— begin Records —
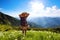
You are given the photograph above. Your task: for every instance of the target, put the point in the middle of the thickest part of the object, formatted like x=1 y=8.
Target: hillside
x=6 y=19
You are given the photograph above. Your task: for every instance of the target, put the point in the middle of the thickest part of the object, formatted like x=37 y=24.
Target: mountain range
x=47 y=22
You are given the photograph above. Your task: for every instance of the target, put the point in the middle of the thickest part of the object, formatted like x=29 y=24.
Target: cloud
x=0 y=9
x=38 y=9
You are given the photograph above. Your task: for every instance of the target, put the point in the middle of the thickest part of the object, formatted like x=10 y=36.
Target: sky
x=36 y=8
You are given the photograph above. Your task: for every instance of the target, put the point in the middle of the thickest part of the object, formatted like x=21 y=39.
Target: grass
x=31 y=35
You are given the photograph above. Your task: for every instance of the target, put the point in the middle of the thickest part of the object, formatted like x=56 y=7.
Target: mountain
x=6 y=19
x=47 y=22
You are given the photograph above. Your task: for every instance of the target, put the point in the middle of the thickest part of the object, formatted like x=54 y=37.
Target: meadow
x=31 y=35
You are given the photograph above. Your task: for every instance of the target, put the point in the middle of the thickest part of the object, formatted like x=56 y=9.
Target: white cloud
x=38 y=9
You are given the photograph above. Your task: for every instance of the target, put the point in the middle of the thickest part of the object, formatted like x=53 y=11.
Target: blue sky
x=36 y=8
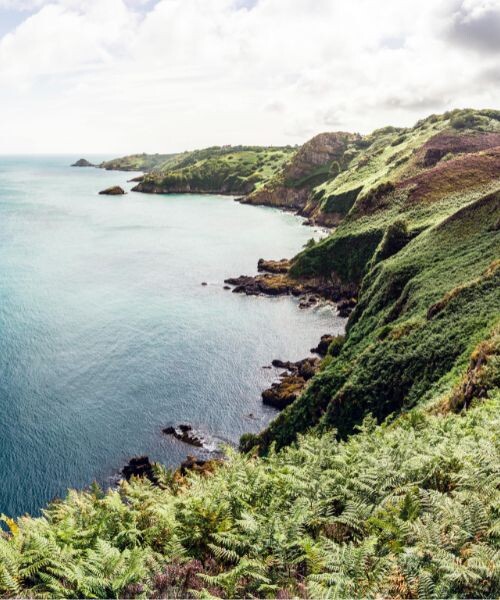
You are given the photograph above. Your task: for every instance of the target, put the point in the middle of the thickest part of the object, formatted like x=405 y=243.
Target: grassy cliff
x=226 y=170
x=417 y=234
x=382 y=479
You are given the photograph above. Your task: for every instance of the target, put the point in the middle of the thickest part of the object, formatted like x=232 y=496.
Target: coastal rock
x=345 y=307
x=273 y=266
x=83 y=162
x=281 y=394
x=324 y=343
x=139 y=466
x=267 y=284
x=198 y=465
x=308 y=301
x=115 y=190
x=186 y=434
x=292 y=381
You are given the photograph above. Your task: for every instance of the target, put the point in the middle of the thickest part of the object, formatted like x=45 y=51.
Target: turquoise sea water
x=107 y=336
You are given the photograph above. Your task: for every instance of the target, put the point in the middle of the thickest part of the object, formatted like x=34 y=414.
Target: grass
x=382 y=478
x=227 y=169
x=394 y=356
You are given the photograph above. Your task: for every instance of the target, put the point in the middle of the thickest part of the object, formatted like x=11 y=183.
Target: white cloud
x=133 y=75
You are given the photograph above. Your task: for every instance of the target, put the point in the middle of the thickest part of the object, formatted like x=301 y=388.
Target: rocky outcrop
x=268 y=284
x=309 y=167
x=83 y=162
x=292 y=381
x=185 y=433
x=324 y=343
x=115 y=190
x=139 y=466
x=198 y=465
x=273 y=266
— end Records —
Objective
Can you quote, word for word, the lines of the records that start with the line containing "like x=34 y=414." and run through the line containing "x=394 y=356"?

Result below
You are given the photograph above. Your task: for every instance of the target, put the point in the middle of the thickest part of the object, formatted like x=34 y=414.
Target: grass
x=382 y=478
x=227 y=169
x=394 y=356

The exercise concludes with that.